할 일
아래에 주어진 모든 행을 한 글자도 바꾸지 말고 그대로 옮겨 적으세요.
= = = = = = =
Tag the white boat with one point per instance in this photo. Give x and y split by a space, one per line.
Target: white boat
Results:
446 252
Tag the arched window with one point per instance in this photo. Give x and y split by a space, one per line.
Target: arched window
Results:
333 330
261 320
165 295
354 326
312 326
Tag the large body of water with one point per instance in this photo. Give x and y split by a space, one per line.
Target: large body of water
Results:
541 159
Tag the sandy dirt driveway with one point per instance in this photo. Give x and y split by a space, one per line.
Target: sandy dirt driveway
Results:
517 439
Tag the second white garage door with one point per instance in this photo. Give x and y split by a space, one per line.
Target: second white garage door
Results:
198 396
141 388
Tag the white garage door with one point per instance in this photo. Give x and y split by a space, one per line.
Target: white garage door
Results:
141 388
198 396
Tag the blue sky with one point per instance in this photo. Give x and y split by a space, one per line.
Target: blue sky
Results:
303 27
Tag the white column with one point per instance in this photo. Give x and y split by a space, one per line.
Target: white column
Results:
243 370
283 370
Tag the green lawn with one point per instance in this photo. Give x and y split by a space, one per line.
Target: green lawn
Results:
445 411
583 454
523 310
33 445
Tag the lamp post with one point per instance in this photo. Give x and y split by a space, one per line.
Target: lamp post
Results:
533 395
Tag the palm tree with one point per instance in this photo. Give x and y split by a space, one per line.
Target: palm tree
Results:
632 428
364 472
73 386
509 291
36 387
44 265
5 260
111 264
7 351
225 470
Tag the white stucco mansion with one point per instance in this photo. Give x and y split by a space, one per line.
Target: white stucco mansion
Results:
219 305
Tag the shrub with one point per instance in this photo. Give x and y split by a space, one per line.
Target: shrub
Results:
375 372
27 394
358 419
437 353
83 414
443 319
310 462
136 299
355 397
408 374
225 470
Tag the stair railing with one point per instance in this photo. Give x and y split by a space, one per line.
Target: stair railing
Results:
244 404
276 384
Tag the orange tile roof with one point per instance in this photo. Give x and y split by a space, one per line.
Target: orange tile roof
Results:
= = = = = = =
풀이
Tag the white boat with one point per instance in this photo. Give x and y split by a space, one per line.
Target: white boat
Results:
446 252
Tag the arched window with one point per instance in this photo. Give x and y split by a space, one per line.
Target: arched window
Results:
333 330
261 320
165 295
354 326
312 326
Tag the large body of water with one point per instance in this photo. Give x and y split by a space, one per line.
Target: large body of water
Results:
541 159
Tag the sandy dirt driveway with one point per instance in this photo. Give x and y split by a space, one per line.
Target: sandy dirt driveway
Results:
517 439
Tag the second white garage door with one point per instance in this photo. Give x and y split by a space, one per line.
Target: second white garage door
Results:
198 396
141 388
Tag the white garage door with one point per instance in this photo. Give x and y split by a space, one per line.
Target: white garage door
Results:
141 388
198 396
Tag the blue sky with one point per instance in this photo. Give x and y split by a space, one per line.
Target: blue sky
Results:
303 27
Tag the white column with one point per instance in this photo. Give x and y split by a space, one per line.
Target: white column
Results:
243 370
283 370
Tag the green lawn with one point per instance in this photo. Give x and y split by a space, one per line.
Target: green lawn
Results:
445 411
583 454
523 310
33 445
Tag the lamp post with one point per instance in this photo. Give x and y split by a space, one per line.
Target: lamp post
Results:
533 395
Tag the palm tree with one point per instance in this photo. Give x and y split by a space, one per line.
Target: palm tree
Results:
632 428
364 472
73 386
509 291
36 387
44 265
5 260
111 264
7 351
225 470
Tag the white stucco mansion with one point per instance in this photo. Give x and y split by a space, one per line.
Target: white stucco mansion
Results:
219 305
Tag the shrub with one point per instance in this photo. Give x and y split by a space, one per line.
Target: shrub
Results:
375 372
27 394
358 419
437 353
83 414
443 319
310 462
136 299
355 397
408 374
225 470
Tag the stair railing with one point per instance in this photo. Give x and y split by a space, one per line.
Target: stair railing
Results:
244 404
276 384
Tag the orange tile roof with one point per instance in this photo. Give x and y split by a space, one per line.
Target: orange tile roof
Results:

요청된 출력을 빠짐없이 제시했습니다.